Directions: Copy out, from the entries below, each line that holds the string "white".

Data to process:

+++

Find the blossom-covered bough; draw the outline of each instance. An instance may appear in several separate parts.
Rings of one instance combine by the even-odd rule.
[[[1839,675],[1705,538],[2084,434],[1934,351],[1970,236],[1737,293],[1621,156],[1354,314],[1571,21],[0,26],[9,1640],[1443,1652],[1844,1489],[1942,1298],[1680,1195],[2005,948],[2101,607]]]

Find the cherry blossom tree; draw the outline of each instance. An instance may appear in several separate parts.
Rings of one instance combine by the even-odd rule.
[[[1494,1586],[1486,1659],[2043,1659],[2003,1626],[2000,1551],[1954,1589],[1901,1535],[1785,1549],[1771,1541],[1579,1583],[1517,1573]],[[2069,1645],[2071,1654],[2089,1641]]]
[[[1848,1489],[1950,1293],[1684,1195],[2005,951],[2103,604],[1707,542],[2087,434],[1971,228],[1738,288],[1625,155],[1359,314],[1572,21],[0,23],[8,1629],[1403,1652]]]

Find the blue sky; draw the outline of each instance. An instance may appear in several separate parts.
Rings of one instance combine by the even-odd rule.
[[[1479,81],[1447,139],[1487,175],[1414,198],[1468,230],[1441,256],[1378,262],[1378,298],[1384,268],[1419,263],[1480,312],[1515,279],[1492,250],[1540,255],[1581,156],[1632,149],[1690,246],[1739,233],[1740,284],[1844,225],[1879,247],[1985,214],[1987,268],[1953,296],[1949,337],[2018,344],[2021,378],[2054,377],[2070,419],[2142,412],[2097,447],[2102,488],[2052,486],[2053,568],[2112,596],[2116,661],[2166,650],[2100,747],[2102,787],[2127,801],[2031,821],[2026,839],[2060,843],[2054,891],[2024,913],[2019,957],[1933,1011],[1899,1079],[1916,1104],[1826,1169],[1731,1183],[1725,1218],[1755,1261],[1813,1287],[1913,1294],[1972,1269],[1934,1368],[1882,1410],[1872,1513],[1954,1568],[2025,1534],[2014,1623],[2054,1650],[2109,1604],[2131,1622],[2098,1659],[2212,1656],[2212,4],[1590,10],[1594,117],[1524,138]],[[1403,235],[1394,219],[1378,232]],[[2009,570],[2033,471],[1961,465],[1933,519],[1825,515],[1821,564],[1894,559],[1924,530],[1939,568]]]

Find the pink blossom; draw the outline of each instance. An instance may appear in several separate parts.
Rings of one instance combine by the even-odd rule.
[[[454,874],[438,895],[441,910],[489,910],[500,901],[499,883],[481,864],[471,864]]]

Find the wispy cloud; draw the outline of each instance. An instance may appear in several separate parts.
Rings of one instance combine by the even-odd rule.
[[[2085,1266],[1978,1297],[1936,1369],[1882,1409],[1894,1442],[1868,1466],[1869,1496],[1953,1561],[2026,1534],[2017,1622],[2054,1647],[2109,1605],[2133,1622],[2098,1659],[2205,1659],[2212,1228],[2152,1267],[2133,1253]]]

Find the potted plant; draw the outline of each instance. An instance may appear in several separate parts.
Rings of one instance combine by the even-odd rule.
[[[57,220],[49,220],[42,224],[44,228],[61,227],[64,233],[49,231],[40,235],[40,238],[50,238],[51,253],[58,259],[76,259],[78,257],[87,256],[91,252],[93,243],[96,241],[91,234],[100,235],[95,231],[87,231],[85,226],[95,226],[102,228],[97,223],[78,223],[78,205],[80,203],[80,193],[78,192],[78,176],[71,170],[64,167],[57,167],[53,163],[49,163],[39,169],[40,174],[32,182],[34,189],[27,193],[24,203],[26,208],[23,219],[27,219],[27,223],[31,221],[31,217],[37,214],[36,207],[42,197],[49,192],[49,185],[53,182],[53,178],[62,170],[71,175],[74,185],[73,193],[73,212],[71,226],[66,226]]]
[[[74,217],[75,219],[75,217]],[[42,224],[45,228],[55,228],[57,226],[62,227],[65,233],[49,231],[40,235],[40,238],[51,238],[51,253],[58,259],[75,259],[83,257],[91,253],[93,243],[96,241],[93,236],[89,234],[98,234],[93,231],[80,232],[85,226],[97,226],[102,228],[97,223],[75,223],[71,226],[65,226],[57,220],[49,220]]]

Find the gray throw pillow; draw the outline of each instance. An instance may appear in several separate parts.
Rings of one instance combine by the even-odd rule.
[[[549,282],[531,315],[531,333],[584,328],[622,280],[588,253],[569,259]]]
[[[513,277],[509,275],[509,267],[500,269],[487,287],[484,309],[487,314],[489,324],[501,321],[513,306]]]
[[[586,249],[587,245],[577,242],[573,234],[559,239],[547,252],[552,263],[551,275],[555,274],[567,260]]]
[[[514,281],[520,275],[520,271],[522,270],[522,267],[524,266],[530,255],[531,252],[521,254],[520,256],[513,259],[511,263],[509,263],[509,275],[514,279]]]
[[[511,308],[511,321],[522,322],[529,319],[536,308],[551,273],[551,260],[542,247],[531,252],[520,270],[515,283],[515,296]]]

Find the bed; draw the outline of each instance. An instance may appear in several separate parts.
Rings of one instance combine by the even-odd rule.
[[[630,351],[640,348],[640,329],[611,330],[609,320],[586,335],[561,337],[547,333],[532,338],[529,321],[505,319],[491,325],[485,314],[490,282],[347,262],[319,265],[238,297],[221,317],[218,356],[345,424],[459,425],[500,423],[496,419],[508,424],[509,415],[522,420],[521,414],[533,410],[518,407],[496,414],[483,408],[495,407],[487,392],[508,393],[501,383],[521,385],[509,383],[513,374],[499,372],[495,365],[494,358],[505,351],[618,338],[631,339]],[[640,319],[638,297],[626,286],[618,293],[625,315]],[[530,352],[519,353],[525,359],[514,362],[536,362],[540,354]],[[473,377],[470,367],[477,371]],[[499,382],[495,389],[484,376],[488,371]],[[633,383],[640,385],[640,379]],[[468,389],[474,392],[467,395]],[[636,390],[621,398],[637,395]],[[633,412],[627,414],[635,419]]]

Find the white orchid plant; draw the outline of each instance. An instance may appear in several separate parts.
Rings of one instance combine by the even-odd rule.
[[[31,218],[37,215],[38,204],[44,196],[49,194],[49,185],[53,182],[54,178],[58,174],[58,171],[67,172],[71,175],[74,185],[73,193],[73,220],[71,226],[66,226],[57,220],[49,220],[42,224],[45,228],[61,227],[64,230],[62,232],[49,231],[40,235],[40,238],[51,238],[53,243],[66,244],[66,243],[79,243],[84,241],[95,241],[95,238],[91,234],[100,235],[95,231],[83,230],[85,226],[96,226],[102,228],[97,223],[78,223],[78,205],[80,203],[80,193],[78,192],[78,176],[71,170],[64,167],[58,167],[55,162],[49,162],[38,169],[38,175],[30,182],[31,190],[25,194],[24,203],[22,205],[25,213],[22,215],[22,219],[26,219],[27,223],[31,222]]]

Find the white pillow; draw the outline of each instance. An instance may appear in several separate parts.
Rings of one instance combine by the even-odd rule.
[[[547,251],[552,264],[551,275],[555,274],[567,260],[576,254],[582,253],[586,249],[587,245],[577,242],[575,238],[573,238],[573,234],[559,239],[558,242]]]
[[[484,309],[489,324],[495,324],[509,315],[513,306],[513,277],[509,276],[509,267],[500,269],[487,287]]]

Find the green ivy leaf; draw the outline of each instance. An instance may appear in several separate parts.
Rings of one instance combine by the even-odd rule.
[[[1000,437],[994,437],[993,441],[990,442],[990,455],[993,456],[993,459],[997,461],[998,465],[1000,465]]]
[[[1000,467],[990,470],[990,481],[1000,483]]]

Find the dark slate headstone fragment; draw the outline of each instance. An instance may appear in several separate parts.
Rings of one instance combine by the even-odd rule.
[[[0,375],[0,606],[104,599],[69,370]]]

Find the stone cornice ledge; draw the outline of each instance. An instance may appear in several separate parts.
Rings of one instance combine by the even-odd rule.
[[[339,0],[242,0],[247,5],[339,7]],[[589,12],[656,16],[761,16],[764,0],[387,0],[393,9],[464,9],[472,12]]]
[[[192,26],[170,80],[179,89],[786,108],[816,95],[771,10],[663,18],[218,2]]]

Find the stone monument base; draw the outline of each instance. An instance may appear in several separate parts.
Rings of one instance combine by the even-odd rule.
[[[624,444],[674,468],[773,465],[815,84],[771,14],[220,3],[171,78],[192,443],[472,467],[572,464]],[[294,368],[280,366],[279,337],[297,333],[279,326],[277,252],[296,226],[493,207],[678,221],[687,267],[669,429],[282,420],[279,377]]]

+++

Completed task:
Find the white orchid plant; draw the outline of each instance. An instance may appear in several separate parts.
Find the white pillow; draw the outline of each instance. An instance may appear in several separate parts.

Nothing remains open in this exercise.